AIM OF THE TASK: Search the data for the word "flower". Reproduce every line where it is found.

Saved entries
==*==

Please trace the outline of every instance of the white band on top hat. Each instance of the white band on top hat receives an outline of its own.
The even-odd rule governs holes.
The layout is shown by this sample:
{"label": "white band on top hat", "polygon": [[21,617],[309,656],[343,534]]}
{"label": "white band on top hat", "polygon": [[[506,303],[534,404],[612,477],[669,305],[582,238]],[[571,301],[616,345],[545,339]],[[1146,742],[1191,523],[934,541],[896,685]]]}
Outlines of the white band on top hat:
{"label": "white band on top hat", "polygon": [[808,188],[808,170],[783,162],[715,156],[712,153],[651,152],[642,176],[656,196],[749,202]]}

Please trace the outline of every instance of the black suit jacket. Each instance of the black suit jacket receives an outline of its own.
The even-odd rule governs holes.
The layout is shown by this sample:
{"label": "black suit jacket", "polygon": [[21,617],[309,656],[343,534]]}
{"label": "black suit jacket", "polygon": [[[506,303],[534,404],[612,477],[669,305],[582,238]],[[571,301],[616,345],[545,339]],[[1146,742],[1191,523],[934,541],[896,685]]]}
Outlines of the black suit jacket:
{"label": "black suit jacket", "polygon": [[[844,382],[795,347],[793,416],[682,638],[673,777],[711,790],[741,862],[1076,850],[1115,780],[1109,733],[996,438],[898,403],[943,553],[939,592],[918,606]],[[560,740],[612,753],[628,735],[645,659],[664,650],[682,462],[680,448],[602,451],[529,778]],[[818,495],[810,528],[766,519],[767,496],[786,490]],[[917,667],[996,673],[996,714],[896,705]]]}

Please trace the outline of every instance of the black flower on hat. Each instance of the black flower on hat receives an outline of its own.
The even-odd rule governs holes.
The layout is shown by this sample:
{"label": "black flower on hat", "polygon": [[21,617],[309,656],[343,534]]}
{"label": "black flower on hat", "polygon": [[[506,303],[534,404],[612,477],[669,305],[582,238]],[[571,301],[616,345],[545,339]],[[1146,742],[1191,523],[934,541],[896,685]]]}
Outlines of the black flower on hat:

==*==

SOLUTION FOR THIS PROBLEM:
Please trace the outline of every instance of the black flower on hat. Each instance of the black flower on hat receives an outline of its own.
{"label": "black flower on hat", "polygon": [[21,617],[309,656],[343,534]]}
{"label": "black flower on hat", "polygon": [[[506,303],[534,404],[612,477],[669,305],[582,238]],[[571,301],[616,345],[545,339]],[[1146,742],[1191,523],[934,541],[896,685]]]}
Outlines of the black flower on hat:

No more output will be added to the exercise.